(Source data)
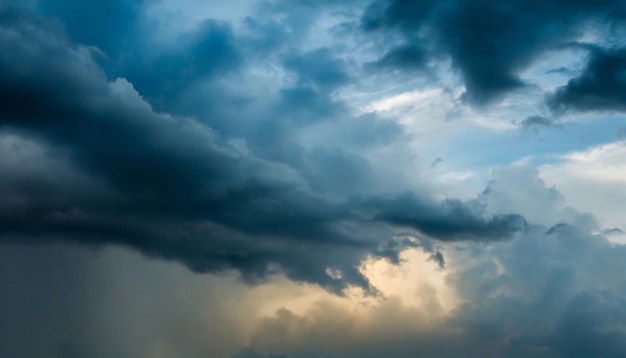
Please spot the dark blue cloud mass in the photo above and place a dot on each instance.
(248, 144)
(174, 187)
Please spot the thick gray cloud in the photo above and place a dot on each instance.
(489, 42)
(556, 294)
(173, 187)
(236, 148)
(600, 86)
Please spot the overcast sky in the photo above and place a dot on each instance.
(295, 178)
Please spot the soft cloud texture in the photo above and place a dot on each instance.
(311, 178)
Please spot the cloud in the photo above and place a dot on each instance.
(536, 295)
(173, 187)
(600, 87)
(489, 42)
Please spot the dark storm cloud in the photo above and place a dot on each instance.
(173, 187)
(489, 42)
(535, 123)
(538, 295)
(109, 25)
(600, 86)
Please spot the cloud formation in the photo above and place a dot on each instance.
(489, 42)
(174, 187)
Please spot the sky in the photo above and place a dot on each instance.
(307, 179)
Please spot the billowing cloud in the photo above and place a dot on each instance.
(489, 42)
(349, 178)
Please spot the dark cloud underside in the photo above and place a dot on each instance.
(174, 187)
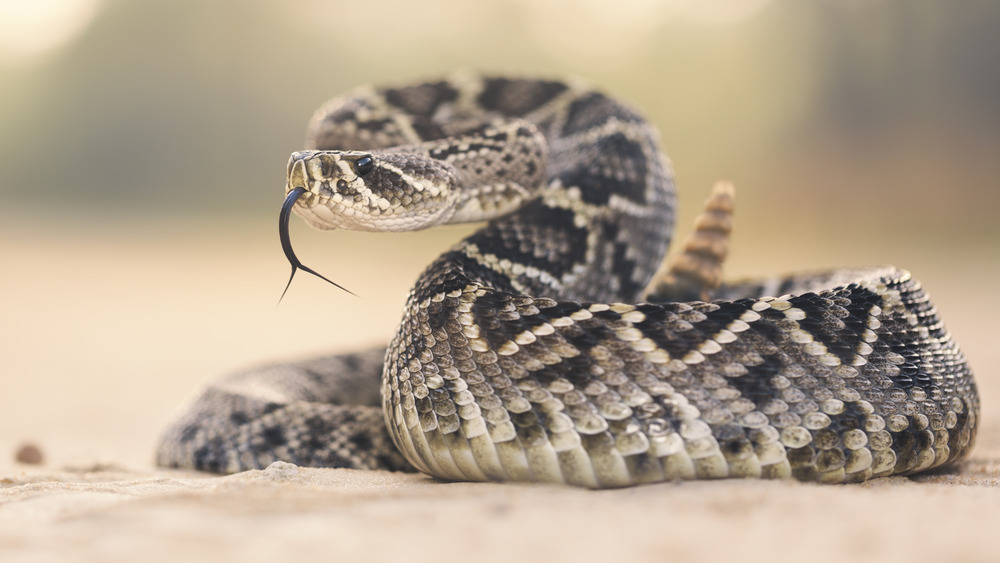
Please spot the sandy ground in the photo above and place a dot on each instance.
(107, 328)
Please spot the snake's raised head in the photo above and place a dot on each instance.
(364, 191)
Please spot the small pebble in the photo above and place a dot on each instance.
(29, 454)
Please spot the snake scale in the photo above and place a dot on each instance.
(546, 346)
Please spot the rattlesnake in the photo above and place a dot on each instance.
(520, 355)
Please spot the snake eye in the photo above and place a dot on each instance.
(364, 165)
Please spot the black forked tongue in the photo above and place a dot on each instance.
(286, 242)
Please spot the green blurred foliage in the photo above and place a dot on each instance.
(880, 111)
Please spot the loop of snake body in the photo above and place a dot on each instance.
(545, 347)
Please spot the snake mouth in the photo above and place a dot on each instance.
(286, 243)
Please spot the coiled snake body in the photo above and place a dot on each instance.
(521, 354)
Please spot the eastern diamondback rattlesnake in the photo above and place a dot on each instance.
(520, 356)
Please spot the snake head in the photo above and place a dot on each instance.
(371, 191)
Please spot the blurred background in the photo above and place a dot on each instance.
(143, 148)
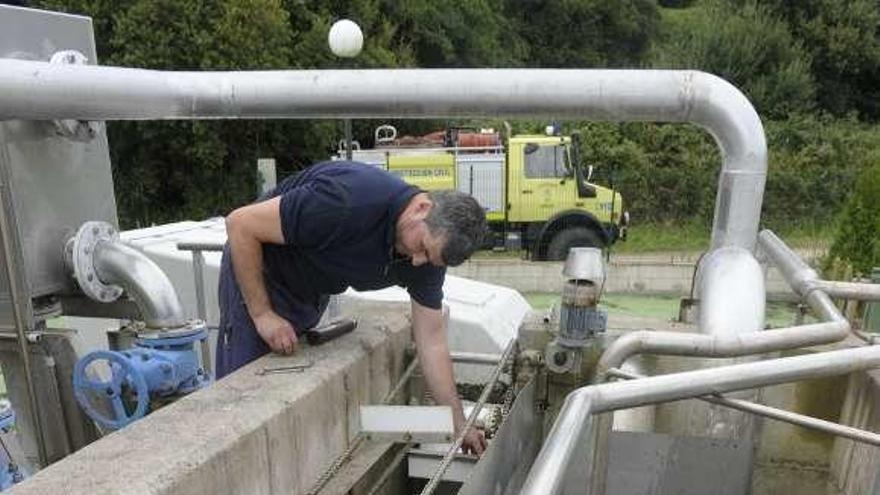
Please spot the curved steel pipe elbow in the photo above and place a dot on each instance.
(143, 280)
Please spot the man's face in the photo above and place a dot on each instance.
(416, 241)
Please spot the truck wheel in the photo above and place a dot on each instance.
(569, 238)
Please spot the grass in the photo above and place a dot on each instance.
(690, 236)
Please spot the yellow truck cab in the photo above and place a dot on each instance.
(535, 195)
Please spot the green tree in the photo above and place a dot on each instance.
(745, 45)
(858, 236)
(449, 33)
(584, 33)
(843, 40)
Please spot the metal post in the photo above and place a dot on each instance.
(561, 462)
(20, 327)
(348, 152)
(201, 309)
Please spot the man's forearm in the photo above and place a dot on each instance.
(436, 364)
(247, 262)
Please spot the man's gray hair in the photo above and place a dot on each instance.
(461, 220)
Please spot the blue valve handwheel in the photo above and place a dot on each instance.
(121, 371)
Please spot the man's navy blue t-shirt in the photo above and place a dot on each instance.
(338, 220)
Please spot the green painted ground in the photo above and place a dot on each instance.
(660, 307)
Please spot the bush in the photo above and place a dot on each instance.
(745, 45)
(857, 241)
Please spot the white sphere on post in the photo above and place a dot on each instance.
(345, 38)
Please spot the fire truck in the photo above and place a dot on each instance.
(536, 196)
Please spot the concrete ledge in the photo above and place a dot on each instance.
(854, 465)
(247, 434)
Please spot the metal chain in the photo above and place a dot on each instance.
(343, 458)
(434, 482)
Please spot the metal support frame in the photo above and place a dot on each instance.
(856, 434)
(803, 280)
(197, 248)
(19, 302)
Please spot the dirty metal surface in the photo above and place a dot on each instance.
(657, 464)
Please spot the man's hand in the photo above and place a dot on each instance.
(277, 332)
(474, 442)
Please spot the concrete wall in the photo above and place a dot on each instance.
(668, 275)
(855, 466)
(246, 434)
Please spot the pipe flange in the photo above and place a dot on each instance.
(561, 359)
(193, 330)
(76, 130)
(80, 254)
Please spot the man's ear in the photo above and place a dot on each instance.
(424, 207)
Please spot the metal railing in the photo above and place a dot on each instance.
(575, 452)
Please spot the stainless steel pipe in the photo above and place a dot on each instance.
(116, 263)
(562, 466)
(40, 91)
(863, 436)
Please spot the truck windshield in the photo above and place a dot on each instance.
(546, 161)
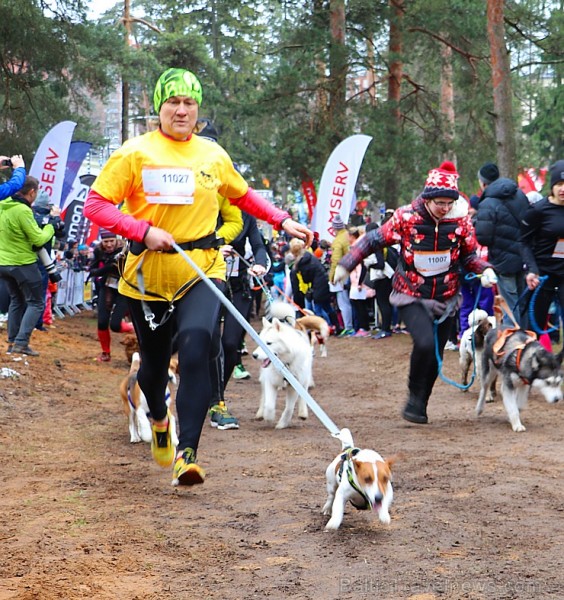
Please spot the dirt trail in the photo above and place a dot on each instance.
(477, 511)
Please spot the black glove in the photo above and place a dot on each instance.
(58, 226)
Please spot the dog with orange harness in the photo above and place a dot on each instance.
(523, 363)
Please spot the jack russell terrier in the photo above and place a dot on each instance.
(361, 477)
(135, 404)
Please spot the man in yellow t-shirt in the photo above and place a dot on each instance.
(169, 180)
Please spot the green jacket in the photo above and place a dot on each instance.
(19, 232)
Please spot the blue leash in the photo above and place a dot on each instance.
(532, 319)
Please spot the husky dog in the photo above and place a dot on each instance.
(522, 362)
(293, 349)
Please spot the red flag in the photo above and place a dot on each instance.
(311, 197)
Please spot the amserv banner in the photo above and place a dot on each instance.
(50, 161)
(336, 189)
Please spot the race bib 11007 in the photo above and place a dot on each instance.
(168, 185)
(431, 263)
(558, 249)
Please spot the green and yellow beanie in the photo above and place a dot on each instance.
(176, 82)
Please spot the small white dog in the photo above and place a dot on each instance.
(479, 323)
(316, 327)
(135, 404)
(361, 477)
(292, 348)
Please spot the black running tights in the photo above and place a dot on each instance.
(424, 368)
(197, 323)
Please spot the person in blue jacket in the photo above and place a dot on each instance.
(501, 209)
(16, 181)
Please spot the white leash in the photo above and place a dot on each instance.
(303, 393)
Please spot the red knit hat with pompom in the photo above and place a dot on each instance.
(442, 182)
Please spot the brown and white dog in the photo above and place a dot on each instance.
(472, 342)
(361, 477)
(135, 404)
(131, 345)
(318, 330)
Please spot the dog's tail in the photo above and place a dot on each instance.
(345, 436)
(135, 362)
(283, 312)
(476, 317)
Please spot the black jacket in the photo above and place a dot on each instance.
(498, 224)
(313, 272)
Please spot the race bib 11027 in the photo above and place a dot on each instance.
(168, 185)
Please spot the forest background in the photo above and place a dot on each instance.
(285, 81)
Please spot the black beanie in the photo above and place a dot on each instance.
(556, 173)
(488, 173)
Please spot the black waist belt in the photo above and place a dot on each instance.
(205, 243)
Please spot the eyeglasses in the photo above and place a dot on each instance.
(443, 204)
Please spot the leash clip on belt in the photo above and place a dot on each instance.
(205, 243)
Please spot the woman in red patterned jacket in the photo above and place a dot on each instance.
(437, 239)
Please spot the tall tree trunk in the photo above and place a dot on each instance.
(395, 75)
(447, 101)
(501, 84)
(338, 68)
(124, 82)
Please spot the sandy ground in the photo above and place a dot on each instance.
(477, 511)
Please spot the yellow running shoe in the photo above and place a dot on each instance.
(161, 444)
(186, 471)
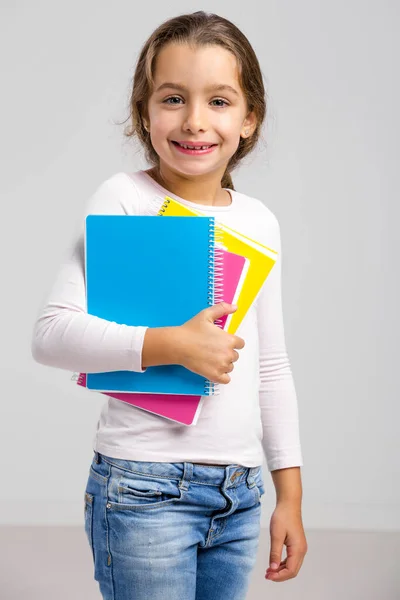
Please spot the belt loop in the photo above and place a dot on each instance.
(187, 476)
(251, 475)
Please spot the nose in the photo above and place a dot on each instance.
(195, 119)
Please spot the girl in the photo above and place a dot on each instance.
(174, 511)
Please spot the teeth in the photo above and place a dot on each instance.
(194, 147)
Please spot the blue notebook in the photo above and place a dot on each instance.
(145, 270)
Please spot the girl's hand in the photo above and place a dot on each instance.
(205, 348)
(286, 528)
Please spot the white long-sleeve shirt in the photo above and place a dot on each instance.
(255, 412)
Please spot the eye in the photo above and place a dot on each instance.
(177, 98)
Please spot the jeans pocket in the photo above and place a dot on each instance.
(141, 491)
(89, 499)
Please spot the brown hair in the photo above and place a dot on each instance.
(198, 29)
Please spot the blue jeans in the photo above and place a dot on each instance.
(169, 531)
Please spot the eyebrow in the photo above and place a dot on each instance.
(179, 86)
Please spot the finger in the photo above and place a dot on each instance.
(235, 356)
(286, 571)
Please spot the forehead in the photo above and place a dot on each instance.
(196, 67)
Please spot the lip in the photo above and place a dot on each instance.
(192, 143)
(193, 152)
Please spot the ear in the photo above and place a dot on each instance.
(249, 125)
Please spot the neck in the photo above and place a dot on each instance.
(205, 190)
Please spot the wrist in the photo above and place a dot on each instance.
(160, 346)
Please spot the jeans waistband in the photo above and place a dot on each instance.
(186, 471)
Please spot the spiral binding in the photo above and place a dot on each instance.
(215, 282)
(215, 285)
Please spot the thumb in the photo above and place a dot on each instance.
(219, 310)
(275, 555)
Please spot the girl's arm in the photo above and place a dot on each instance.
(278, 401)
(64, 335)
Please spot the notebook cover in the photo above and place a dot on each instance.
(185, 409)
(261, 258)
(137, 274)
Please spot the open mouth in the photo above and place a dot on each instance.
(189, 147)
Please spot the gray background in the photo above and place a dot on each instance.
(328, 168)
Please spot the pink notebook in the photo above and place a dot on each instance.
(183, 408)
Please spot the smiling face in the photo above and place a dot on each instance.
(186, 106)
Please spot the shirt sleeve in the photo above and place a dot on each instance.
(64, 335)
(277, 394)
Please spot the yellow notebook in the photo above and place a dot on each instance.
(261, 258)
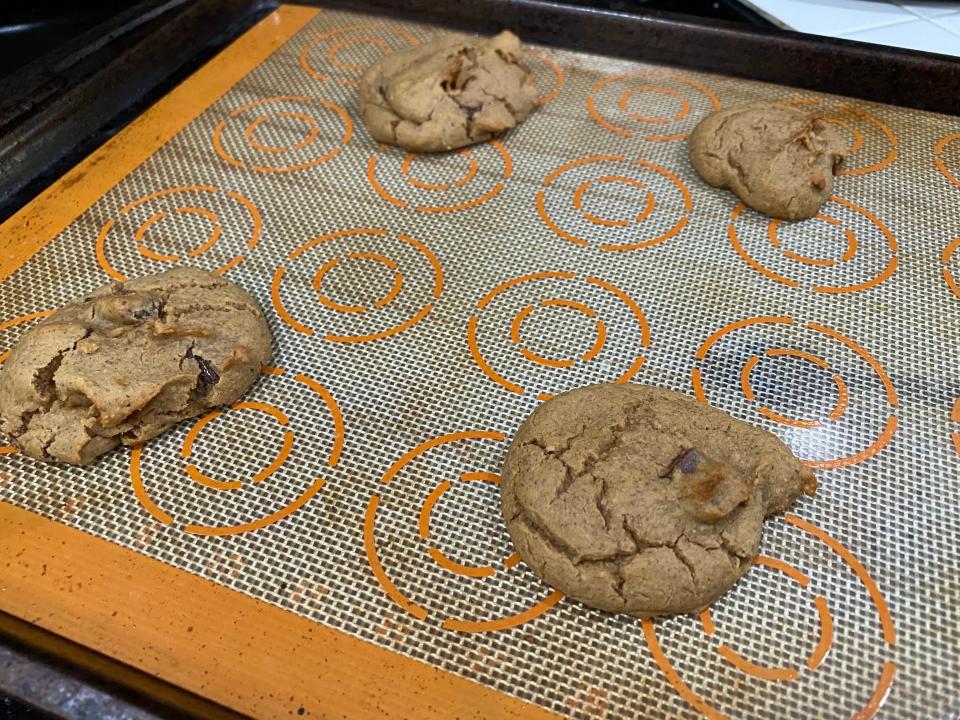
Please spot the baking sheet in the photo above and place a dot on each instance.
(356, 484)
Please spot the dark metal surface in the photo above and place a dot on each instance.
(925, 81)
(61, 679)
(39, 689)
(71, 100)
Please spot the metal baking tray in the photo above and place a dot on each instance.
(422, 306)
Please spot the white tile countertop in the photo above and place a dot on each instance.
(930, 25)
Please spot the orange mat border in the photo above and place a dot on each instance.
(190, 632)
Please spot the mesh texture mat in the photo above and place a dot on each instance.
(422, 306)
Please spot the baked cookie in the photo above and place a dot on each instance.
(639, 500)
(778, 159)
(126, 361)
(447, 93)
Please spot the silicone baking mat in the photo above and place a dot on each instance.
(422, 306)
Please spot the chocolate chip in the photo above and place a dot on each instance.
(686, 462)
(208, 374)
(152, 311)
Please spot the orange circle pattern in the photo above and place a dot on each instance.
(200, 478)
(232, 145)
(332, 44)
(854, 122)
(458, 193)
(678, 89)
(811, 265)
(391, 295)
(581, 308)
(948, 273)
(600, 225)
(512, 561)
(21, 320)
(817, 654)
(842, 393)
(438, 555)
(140, 234)
(938, 158)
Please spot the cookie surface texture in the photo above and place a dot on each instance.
(779, 160)
(640, 500)
(128, 360)
(447, 93)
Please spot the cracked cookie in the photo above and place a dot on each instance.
(127, 361)
(447, 93)
(640, 500)
(778, 159)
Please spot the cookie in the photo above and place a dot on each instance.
(778, 159)
(639, 500)
(447, 93)
(127, 361)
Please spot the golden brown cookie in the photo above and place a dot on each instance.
(447, 93)
(778, 159)
(640, 500)
(127, 361)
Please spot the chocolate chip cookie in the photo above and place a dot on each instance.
(127, 361)
(640, 500)
(778, 159)
(447, 93)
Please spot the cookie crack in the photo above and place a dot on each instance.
(687, 562)
(552, 539)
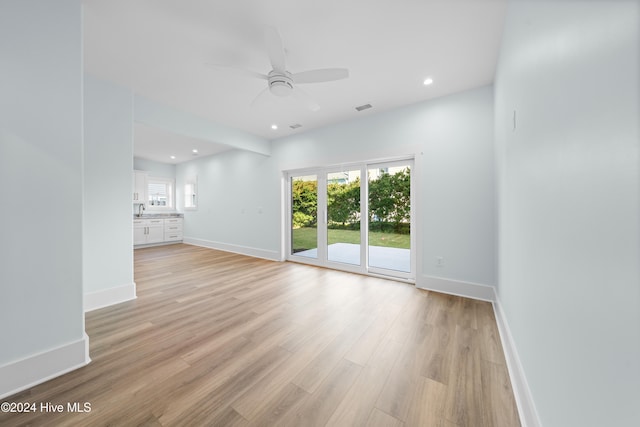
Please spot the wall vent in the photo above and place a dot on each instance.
(363, 107)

* Given instruction *
Only the lines from the one containing "Please spot the cookie surface" through the end of the listing are to be quoted, exactly and with both ends included; pictures are left out.

* Task result *
Please spot the cookie surface texture in the photo above and place a dot on each instance.
(779, 160)
(640, 500)
(128, 360)
(447, 93)
Please spot the cracked cookie in the photo above and place a dot on each instance.
(127, 361)
(447, 93)
(640, 500)
(778, 159)
Please spot the cookie in the photo above and place a dot on each instance.
(778, 159)
(639, 500)
(447, 93)
(127, 361)
Please spot the golden brown cookie in the photo above and place a dot on each instance.
(447, 93)
(778, 159)
(640, 500)
(127, 361)
Please spot the chocolate chip cookie in the photo above and place a dot on each instance.
(127, 361)
(640, 500)
(778, 159)
(447, 93)
Please spot the cookie crack in the photo above and place a dot on each instance.
(687, 562)
(552, 539)
Please spot the wall vent in the photo above and place a dot on each instance.
(363, 107)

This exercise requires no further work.